Given exercise
Find every line below that contains the string "bare", and copy each such line in full. Matching is case-sensitive.
* start Data to process *
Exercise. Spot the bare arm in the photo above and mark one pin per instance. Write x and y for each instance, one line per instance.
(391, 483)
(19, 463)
* end Data to process *
* start Data to process *
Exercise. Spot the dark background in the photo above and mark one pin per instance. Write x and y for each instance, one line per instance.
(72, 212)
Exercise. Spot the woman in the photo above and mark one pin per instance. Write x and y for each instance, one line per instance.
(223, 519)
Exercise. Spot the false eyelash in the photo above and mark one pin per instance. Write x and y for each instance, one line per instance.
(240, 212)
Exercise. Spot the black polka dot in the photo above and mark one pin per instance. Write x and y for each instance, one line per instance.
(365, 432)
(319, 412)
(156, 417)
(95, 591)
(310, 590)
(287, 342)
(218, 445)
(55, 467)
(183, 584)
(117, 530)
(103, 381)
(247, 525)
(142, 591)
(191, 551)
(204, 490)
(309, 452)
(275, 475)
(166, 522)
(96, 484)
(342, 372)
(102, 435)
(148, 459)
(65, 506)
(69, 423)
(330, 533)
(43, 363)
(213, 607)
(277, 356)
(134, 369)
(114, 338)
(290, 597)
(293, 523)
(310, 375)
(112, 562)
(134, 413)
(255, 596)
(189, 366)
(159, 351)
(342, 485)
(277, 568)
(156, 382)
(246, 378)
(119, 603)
* end Data to process *
* start Data to process *
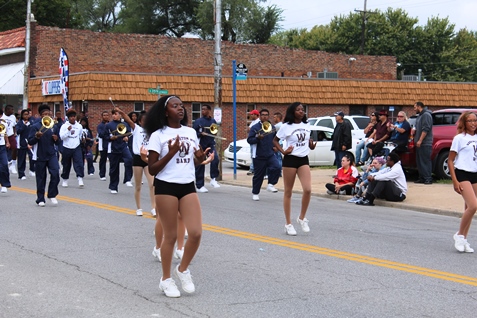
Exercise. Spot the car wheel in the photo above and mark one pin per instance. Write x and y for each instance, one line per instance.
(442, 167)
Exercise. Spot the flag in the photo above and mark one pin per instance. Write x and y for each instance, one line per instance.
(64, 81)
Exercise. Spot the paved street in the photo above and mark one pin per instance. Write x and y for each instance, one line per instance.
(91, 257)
* end Data to process *
Answer for the task
Exercise. Spot the bare arm in the photo above and mark one pin per instance. Write x and y for each instance, one line per instance.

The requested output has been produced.